→ **Request**
Copy the blog text below, on Taxman and Guy Kawasaki's keynote, word for word from start to finish.

→ **Excerpt to read**
---+---
Wednesday, April 15, 2009

In Honor Of April 15th The Beatles Taxman

(skip to about 2:40 if you don't want to watch the cheezy cartoon).

Thursday, April 2, 2009

Notes: Guy Kawasaki’s How to Drive your Competition Crazy

Notes from Guy Kawasaki's Keynote How To Drive Your Competition Crazy presented at the 2009 eCommerce Leadership Summit

The presentation consisted of the 10 bullet points below (11 if you include the bonus twitter topic). My notes include some ideas on how to apply the concepts to my business (in italics).
  1. Find a mighty opposite
    • 800 pound gorilla / company that is the opposite of yours and use that to highlight / market the positives about your business.
    • Examples I could use
      • No restocking fees,
      • next business day shipping on in stock orders
      • same shipping on in stock and ordered by 10 AM pacific
      • no hassle returns / 90 day warranty
      • we refund return shipping cost on defective items / wrong items
  2. Know thy self
    • Have a mission statement (2-3 words that describe your business
    • Examples: Wendy's Healthy Fast Food, Honda Great Engines
  3. Truly know thy customer
    • Why do customers purchase from you?
---+---
→ **Entries**
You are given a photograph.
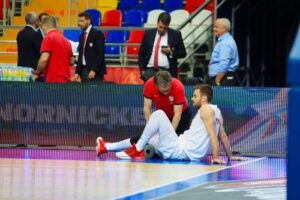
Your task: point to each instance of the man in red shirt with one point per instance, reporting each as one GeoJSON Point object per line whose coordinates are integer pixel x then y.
{"type": "Point", "coordinates": [168, 95]}
{"type": "Point", "coordinates": [56, 54]}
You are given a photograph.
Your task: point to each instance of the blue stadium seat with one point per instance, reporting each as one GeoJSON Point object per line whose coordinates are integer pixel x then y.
{"type": "Point", "coordinates": [126, 5]}
{"type": "Point", "coordinates": [134, 18]}
{"type": "Point", "coordinates": [170, 5]}
{"type": "Point", "coordinates": [96, 16]}
{"type": "Point", "coordinates": [72, 35]}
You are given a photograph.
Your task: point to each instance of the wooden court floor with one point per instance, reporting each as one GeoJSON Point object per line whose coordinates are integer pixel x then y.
{"type": "Point", "coordinates": [27, 173]}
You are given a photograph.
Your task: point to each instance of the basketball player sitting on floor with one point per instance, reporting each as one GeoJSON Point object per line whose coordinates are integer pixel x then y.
{"type": "Point", "coordinates": [196, 142]}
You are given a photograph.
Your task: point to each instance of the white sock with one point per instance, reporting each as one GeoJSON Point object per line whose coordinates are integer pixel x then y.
{"type": "Point", "coordinates": [150, 129]}
{"type": "Point", "coordinates": [118, 146]}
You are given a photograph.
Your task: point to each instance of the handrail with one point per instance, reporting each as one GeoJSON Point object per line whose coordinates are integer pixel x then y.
{"type": "Point", "coordinates": [204, 31]}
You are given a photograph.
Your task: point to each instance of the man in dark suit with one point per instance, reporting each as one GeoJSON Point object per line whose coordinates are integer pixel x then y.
{"type": "Point", "coordinates": [28, 44]}
{"type": "Point", "coordinates": [91, 64]}
{"type": "Point", "coordinates": [160, 49]}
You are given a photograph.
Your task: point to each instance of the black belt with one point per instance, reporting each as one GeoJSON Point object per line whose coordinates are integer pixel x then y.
{"type": "Point", "coordinates": [159, 68]}
{"type": "Point", "coordinates": [226, 74]}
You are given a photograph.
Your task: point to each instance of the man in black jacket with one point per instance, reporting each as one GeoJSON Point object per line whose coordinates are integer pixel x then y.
{"type": "Point", "coordinates": [28, 43]}
{"type": "Point", "coordinates": [91, 63]}
{"type": "Point", "coordinates": [160, 49]}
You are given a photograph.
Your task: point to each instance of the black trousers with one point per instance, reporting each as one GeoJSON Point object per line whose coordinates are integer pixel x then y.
{"type": "Point", "coordinates": [228, 79]}
{"type": "Point", "coordinates": [184, 124]}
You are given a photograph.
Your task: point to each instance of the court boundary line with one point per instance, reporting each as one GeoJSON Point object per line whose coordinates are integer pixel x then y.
{"type": "Point", "coordinates": [160, 187]}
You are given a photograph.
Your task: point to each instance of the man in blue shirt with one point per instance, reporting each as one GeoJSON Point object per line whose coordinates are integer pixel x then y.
{"type": "Point", "coordinates": [224, 58]}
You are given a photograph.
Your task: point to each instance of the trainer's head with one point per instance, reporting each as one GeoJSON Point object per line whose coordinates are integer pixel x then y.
{"type": "Point", "coordinates": [48, 24]}
{"type": "Point", "coordinates": [221, 26]}
{"type": "Point", "coordinates": [163, 22]}
{"type": "Point", "coordinates": [163, 81]}
{"type": "Point", "coordinates": [203, 94]}
{"type": "Point", "coordinates": [31, 19]}
{"type": "Point", "coordinates": [41, 17]}
{"type": "Point", "coordinates": [84, 20]}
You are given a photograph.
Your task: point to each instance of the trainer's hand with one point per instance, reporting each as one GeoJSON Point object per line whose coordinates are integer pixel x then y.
{"type": "Point", "coordinates": [217, 161]}
{"type": "Point", "coordinates": [235, 158]}
{"type": "Point", "coordinates": [91, 74]}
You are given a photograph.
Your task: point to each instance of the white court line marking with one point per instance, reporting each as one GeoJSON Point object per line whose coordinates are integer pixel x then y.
{"type": "Point", "coordinates": [186, 179]}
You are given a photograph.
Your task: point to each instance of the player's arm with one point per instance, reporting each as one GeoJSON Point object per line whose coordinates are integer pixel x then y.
{"type": "Point", "coordinates": [147, 108]}
{"type": "Point", "coordinates": [43, 61]}
{"type": "Point", "coordinates": [226, 144]}
{"type": "Point", "coordinates": [208, 116]}
{"type": "Point", "coordinates": [177, 115]}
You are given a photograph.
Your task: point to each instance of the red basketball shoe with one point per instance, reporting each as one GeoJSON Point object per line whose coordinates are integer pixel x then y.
{"type": "Point", "coordinates": [100, 148]}
{"type": "Point", "coordinates": [131, 153]}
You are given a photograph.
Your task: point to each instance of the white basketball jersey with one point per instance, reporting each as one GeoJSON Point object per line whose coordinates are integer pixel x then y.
{"type": "Point", "coordinates": [195, 141]}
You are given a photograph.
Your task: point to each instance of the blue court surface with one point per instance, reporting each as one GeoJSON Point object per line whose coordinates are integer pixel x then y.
{"type": "Point", "coordinates": [52, 173]}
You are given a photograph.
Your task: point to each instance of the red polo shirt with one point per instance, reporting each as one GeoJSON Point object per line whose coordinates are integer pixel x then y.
{"type": "Point", "coordinates": [166, 102]}
{"type": "Point", "coordinates": [58, 66]}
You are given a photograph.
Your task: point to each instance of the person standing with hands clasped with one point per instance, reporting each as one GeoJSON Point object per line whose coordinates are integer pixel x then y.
{"type": "Point", "coordinates": [91, 63]}
{"type": "Point", "coordinates": [224, 59]}
{"type": "Point", "coordinates": [56, 54]}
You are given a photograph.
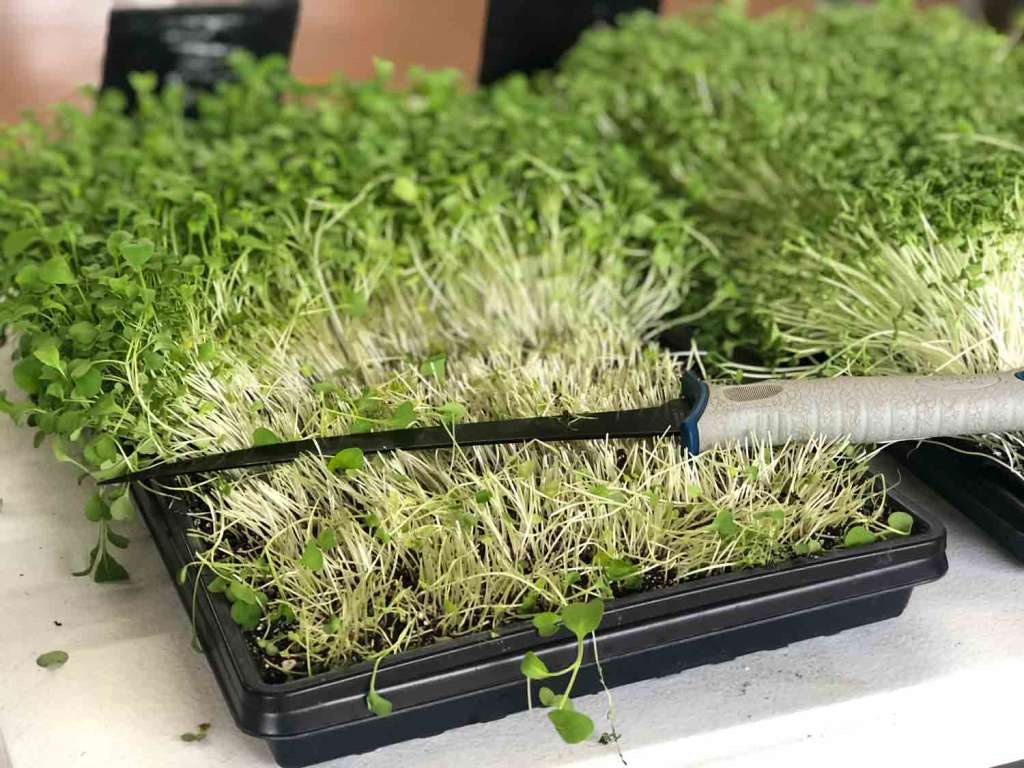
---+---
→ **Worked answer**
Wednesday, April 15, 2009

In Honor Of April 15th The Beatles Taxman

(skip to about 2:40 if you don't want to watch the cheezy cartoon).

Thursday, April 2, 2009

Notes: Guy Kawasaki’s How to Drive your Competition Crazy

Notes from Guy Kawasaki's Keynote How To Drive Your Competition Crazy presented at the 2009 eCommerce Leadership Summit

The presentation consisted of the 10 bullet points below (11 if you include the bonus twitter topic). My notes include some ideas on how to apply the concepts to my business (in italics).
  1. Find a mighty opposite
    • 800 pound gorilla / company that is the opposite of yours and use that to highlight / market the positives about your business.
    • Examples I could use
      • No restocking fees,
      • next business day shipping on in stock orders
      • same shipping on in stock and ordered by 10 AM pacific
      • no hassle returns / 90 day warranty
      • we refund return shipping cost on defective items / wrong items
  2. Know thy self
    • Have a mission statement (2-3 words that describe your business
    • Examples: Wendy's Healthy Fast Food, Honda Great Engines
  3. Truly know thy customer
    • Why do customers purchase from you?